Objectif visé: Recopiez les entrées en commençant à la ligne qui contient "Could you please spot the green flower" et en vous arrêtant après celle qui contient "Target: young squash fruit". Remplacez "instance" par "occurrence" et ne changez rien d'autre.

# # # # # # #

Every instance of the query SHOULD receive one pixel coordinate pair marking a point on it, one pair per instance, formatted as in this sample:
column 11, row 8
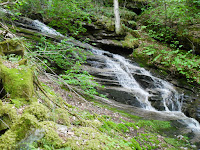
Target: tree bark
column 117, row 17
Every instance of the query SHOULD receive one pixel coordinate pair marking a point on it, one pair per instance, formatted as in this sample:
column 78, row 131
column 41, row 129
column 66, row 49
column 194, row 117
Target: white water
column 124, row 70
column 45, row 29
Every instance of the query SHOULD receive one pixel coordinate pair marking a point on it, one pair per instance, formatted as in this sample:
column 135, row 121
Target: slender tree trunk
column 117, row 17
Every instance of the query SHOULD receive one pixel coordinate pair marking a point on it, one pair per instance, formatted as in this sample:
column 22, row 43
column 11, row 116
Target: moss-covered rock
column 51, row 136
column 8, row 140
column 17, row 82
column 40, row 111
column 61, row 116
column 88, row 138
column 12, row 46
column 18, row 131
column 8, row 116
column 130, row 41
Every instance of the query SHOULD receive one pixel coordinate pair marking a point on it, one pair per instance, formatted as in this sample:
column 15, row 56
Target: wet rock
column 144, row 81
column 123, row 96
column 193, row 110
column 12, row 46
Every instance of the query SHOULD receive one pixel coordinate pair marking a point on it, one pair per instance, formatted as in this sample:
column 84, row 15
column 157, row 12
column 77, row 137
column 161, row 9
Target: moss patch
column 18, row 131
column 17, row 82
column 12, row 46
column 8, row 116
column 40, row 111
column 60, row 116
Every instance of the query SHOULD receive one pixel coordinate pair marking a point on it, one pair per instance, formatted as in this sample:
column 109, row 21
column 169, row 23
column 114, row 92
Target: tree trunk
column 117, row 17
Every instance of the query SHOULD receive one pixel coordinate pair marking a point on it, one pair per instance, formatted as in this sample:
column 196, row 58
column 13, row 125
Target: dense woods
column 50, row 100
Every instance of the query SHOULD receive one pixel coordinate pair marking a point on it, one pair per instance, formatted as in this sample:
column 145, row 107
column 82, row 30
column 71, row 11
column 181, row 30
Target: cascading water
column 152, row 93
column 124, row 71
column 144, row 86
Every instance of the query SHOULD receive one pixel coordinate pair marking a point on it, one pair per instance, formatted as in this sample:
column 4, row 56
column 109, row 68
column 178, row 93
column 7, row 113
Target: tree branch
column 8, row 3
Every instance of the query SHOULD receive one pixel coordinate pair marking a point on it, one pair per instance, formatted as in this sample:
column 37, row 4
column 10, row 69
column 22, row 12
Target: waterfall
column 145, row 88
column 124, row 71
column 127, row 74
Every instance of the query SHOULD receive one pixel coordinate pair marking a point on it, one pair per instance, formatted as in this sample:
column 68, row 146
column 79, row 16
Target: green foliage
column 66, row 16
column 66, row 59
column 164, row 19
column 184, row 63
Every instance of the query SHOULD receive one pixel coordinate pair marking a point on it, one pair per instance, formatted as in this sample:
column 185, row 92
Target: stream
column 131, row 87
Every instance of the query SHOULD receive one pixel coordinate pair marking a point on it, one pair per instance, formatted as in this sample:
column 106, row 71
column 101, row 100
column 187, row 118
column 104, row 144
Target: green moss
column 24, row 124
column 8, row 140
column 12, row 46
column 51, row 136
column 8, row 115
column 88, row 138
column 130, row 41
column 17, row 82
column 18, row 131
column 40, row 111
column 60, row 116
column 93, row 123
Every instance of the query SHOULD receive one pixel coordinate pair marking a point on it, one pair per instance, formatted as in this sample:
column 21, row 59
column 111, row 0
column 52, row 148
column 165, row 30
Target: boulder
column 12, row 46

# # # # # # #

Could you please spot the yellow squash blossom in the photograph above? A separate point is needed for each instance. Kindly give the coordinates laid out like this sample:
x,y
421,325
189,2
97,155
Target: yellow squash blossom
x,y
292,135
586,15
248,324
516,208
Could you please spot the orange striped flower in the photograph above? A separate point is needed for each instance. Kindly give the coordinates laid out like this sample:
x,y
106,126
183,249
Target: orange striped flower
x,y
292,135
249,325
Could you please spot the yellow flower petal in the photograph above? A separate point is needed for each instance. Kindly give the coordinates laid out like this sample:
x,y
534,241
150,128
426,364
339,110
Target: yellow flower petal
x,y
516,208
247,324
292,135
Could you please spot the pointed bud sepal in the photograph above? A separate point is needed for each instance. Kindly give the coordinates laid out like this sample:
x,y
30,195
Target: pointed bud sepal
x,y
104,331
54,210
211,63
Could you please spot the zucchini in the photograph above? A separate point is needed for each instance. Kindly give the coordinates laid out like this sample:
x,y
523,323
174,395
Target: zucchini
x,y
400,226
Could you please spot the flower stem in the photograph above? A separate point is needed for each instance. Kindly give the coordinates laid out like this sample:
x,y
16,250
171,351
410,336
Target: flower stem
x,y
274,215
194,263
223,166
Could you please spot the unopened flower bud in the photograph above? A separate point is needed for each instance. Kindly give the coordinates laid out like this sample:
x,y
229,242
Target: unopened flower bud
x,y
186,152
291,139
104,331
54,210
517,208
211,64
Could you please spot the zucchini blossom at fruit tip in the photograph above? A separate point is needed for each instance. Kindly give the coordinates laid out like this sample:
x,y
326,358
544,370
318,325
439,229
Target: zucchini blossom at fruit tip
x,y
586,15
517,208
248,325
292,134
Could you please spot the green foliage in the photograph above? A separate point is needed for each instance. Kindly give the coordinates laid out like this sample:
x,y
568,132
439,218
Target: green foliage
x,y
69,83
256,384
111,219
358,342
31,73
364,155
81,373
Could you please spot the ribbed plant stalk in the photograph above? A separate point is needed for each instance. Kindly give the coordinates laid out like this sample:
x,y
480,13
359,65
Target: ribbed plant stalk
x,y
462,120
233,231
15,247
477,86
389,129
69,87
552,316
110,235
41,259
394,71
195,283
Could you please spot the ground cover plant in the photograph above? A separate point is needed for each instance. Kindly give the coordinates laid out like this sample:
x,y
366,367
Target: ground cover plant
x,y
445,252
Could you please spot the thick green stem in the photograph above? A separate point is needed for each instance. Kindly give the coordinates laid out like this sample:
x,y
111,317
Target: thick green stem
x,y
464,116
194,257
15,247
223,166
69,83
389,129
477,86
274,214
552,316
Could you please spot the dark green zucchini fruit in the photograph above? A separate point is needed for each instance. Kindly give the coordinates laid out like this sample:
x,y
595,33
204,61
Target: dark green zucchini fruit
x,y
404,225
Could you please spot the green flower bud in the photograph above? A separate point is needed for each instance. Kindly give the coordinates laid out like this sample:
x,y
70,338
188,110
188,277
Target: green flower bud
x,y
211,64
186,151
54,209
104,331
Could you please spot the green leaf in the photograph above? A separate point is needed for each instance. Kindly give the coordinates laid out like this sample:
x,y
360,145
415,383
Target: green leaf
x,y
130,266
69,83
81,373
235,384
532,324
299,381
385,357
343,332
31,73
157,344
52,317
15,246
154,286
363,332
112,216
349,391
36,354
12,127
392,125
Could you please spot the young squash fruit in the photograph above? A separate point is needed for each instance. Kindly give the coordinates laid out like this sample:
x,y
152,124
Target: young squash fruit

# # # # # # #

Résultat attendu:
Could you please spot the green flower bud in the photograph above? A separate point is needed for each occurrence. Kindly give the coordinates laid out like this sample:
x,y
70,338
188,110
188,277
Target: green flower bud
x,y
211,64
186,151
54,209
104,331
Could you please spot the green leaf in the photograph above? A separate point is needed for each occurrence. Kindly give the coordinates laid out like this sample:
x,y
360,145
415,383
Target: green leaf
x,y
130,266
69,83
81,373
235,384
532,324
299,381
385,357
343,332
31,73
157,344
52,317
15,246
154,286
363,332
112,216
349,391
36,354
12,127
392,125
Could you please spot the young squash fruit in the photograph above? A separate point is needed for each occurrence. Kindly give the coordinates laid out like this sample:
x,y
152,124
Target: young squash fruit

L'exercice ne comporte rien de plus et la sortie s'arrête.